- WHAT IS REQUIRED: Can you write out the records word for word, beginning at the very first line and stopping after the line that contains "point(140, 288)"?

-- Begin RECORDS FOR THIS TASK --

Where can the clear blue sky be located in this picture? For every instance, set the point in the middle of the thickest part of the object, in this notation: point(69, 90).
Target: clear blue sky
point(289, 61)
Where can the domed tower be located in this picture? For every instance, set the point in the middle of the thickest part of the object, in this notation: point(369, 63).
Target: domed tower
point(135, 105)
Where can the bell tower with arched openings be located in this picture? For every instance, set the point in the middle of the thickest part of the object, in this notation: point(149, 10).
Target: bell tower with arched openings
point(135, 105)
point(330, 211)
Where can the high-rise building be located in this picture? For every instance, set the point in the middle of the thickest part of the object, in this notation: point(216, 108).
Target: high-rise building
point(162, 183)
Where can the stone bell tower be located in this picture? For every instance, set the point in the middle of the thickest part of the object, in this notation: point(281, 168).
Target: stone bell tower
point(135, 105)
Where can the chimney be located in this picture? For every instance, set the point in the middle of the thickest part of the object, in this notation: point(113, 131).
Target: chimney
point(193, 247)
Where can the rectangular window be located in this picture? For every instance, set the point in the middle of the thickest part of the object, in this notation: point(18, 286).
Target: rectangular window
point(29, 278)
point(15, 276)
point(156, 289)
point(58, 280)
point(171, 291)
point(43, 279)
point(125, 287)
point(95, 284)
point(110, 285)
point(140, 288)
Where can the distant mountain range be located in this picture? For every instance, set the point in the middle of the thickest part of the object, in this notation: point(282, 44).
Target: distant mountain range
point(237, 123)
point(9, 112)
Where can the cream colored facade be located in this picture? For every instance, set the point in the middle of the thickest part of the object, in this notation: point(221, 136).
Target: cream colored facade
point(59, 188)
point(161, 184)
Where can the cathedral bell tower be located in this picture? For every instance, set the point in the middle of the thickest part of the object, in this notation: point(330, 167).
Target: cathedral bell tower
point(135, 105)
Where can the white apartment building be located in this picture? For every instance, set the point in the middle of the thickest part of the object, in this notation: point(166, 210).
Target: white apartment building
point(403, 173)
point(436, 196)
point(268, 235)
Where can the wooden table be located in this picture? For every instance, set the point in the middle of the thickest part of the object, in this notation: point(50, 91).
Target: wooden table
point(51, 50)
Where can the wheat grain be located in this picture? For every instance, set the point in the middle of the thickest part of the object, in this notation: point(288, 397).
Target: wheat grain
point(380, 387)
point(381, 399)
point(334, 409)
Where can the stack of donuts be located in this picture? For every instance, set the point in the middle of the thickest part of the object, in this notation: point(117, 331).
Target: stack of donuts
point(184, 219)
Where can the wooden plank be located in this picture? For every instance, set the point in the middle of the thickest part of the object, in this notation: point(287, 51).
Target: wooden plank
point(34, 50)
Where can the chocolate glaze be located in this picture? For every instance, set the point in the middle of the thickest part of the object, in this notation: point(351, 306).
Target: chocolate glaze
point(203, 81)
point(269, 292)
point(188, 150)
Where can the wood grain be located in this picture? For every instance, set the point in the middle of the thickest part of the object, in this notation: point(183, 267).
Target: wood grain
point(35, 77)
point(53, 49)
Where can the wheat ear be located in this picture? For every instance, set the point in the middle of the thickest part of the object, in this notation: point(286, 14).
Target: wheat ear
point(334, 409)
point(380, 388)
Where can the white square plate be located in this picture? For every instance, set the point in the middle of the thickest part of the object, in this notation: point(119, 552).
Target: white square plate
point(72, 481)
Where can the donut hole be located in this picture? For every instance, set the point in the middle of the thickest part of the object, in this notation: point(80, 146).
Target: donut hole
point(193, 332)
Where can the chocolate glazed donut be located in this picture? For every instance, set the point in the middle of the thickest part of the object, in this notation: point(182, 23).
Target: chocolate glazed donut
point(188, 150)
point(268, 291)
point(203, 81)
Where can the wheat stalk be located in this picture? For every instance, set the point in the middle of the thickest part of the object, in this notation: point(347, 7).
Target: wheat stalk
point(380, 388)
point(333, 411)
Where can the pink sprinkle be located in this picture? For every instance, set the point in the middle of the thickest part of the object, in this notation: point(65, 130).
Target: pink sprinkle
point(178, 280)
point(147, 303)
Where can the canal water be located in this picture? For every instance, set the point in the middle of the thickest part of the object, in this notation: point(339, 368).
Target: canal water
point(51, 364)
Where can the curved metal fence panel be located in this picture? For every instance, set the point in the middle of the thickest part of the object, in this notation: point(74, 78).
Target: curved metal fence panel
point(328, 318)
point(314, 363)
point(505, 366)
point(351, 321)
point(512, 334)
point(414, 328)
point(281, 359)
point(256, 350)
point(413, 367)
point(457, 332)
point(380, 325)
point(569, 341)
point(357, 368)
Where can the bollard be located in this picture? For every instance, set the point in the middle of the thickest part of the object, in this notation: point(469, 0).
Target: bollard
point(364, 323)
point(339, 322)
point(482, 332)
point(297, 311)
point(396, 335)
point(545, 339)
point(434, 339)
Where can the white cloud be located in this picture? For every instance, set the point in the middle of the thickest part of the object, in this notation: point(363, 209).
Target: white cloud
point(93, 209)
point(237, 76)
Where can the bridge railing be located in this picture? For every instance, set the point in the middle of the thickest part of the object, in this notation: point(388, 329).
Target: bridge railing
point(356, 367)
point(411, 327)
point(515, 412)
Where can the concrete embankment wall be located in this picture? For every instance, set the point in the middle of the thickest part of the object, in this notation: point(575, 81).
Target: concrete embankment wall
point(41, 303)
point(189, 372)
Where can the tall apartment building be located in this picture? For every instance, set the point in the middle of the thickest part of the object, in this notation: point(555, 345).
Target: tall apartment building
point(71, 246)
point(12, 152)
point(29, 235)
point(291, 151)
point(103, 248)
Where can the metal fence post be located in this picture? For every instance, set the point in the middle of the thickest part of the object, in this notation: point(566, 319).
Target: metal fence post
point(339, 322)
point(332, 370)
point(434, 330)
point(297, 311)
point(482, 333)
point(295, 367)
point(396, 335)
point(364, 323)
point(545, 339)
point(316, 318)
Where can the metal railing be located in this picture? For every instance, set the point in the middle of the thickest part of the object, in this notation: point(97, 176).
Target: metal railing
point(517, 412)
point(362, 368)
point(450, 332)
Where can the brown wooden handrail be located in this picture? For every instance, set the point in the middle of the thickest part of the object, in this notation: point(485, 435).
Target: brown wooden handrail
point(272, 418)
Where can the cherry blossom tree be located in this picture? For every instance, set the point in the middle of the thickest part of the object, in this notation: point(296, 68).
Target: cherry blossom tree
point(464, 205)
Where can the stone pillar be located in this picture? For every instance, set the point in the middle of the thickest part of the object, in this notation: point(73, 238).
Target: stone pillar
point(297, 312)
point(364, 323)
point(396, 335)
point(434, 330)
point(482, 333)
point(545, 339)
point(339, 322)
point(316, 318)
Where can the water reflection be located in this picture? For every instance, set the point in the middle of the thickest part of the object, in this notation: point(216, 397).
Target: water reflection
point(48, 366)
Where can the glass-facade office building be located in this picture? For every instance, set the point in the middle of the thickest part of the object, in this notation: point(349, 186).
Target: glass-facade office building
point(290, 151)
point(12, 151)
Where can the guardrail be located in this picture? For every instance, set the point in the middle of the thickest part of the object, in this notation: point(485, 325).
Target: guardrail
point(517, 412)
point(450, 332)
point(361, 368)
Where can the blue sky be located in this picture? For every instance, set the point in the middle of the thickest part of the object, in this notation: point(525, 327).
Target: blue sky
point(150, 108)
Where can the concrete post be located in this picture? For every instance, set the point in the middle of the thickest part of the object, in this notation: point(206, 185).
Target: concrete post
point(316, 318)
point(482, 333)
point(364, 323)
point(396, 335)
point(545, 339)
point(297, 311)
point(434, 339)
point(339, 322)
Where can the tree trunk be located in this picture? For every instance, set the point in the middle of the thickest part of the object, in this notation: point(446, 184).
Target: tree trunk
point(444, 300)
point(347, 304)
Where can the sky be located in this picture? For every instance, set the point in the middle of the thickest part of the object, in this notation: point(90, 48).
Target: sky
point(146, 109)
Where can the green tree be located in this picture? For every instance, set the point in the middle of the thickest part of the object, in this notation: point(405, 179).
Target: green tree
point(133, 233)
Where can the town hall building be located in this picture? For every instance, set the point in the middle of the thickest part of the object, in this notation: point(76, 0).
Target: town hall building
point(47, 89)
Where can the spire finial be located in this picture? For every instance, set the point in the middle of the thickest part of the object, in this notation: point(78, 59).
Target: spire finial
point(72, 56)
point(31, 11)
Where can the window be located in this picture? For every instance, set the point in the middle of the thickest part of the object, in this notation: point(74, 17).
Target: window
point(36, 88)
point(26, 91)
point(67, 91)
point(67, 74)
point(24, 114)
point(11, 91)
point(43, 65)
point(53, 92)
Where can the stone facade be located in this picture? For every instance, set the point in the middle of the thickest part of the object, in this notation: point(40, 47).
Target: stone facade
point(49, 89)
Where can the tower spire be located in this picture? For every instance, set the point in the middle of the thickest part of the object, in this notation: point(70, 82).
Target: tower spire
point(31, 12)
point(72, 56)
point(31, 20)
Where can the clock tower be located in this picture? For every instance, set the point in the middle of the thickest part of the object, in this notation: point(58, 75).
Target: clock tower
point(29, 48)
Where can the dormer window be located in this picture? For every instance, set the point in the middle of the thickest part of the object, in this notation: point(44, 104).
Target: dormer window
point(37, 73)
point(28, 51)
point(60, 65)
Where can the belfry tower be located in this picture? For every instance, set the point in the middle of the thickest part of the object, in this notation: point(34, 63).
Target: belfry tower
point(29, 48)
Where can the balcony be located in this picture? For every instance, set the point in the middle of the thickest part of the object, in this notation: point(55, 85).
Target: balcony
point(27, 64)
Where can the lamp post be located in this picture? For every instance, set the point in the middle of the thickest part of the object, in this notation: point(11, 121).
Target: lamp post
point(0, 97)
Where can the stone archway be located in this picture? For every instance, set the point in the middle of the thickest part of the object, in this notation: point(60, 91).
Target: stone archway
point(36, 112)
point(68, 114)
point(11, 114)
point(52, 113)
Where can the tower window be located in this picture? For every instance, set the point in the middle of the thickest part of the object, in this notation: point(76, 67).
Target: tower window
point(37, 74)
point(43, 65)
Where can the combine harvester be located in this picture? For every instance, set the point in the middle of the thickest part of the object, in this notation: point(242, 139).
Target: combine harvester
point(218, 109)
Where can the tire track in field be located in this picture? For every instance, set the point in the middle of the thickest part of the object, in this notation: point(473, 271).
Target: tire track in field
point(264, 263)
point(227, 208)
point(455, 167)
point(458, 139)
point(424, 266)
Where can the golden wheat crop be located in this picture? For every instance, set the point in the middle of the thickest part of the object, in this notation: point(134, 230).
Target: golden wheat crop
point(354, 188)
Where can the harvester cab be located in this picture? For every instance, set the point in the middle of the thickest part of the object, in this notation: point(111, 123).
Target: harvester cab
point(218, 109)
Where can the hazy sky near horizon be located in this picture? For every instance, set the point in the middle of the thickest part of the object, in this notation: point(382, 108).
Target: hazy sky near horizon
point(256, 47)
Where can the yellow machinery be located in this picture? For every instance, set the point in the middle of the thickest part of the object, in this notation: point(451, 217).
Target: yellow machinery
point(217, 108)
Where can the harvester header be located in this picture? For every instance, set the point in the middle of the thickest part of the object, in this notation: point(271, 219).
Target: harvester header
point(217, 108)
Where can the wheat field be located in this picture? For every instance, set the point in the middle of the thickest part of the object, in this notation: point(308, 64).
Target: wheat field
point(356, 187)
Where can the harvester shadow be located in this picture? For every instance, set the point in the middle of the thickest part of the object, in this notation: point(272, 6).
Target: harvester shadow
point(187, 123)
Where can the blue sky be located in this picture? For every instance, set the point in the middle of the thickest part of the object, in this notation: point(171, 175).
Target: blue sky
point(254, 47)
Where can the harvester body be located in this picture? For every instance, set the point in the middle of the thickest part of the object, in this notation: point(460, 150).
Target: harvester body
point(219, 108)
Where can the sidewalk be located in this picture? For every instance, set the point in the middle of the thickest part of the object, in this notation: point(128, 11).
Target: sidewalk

-- End RECORDS FOR THIS TASK --

- FULL OUTPUT:
Where can the clear blue sky be located in this picture? For every instance, set the point in the middle of the thickest part of the object, in this notation: point(69, 90).
Target: clear blue sky
point(289, 61)
Where can the domed tower be located in this picture? For every instance, set the point in the middle of the thickest part of the object, in this notation: point(369, 63).
Target: domed tower
point(135, 105)
Where can the bell tower with arched openings be located in this picture? For every instance, set the point in the middle of the thickest part of the object, in this notation: point(149, 10).
Target: bell tower with arched openings
point(135, 105)
point(330, 211)
Where can the high-rise building be located in this picture? For every instance, set the point in the middle of the thickest part of the object, in this notation: point(216, 108).
Target: high-rise building
point(162, 183)
Where can the stone bell tower be located in this picture? For every instance, set the point in the middle of the thickest part of the object, in this notation: point(281, 168).
Target: stone bell tower
point(135, 105)
Where can the chimney be located in this picture? For every instance, set the point in the middle of the thickest part of the object, in this notation: point(113, 131).
Target: chimney
point(193, 247)
Where can the rectangular window be located in this picture? For every instance, set the point in the middle of the thickest part of the object, in this notation: point(18, 286).
Target: rectangular window
point(29, 278)
point(15, 276)
point(156, 289)
point(58, 280)
point(171, 291)
point(43, 279)
point(125, 287)
point(95, 284)
point(110, 285)
point(140, 288)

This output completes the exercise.